_Records from a collection_

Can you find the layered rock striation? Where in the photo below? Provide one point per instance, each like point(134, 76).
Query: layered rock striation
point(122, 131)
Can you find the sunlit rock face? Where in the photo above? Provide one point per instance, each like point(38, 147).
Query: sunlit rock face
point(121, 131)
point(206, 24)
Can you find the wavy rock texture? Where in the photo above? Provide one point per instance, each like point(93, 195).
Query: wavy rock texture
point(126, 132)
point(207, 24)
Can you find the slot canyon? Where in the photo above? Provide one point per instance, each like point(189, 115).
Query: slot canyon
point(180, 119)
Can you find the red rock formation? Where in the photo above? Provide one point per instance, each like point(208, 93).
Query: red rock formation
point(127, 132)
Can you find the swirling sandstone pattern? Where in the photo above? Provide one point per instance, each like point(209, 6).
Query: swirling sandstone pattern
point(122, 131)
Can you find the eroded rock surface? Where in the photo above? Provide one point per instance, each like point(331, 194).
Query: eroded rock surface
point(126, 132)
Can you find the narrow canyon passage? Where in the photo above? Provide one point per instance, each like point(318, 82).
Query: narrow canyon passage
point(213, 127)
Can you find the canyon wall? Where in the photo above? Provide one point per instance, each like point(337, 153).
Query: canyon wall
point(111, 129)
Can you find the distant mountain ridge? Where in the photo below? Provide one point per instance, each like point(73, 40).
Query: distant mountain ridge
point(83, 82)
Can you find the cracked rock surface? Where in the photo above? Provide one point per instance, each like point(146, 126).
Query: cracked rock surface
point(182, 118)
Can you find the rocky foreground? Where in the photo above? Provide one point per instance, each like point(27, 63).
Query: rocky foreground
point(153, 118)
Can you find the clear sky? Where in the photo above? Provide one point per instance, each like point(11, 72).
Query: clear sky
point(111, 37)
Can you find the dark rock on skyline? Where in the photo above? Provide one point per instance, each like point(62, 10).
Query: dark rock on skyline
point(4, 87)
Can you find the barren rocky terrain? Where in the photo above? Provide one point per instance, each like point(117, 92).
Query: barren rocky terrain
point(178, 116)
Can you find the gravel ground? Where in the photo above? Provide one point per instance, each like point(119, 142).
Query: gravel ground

_PROMPT_
Collect the lines of the records that include the string "gravel".

_WRITTEN REPLY_
Can you find the gravel ground? Where in the photo above? Provide one point per instance, each like point(119, 142).
Query: gravel ground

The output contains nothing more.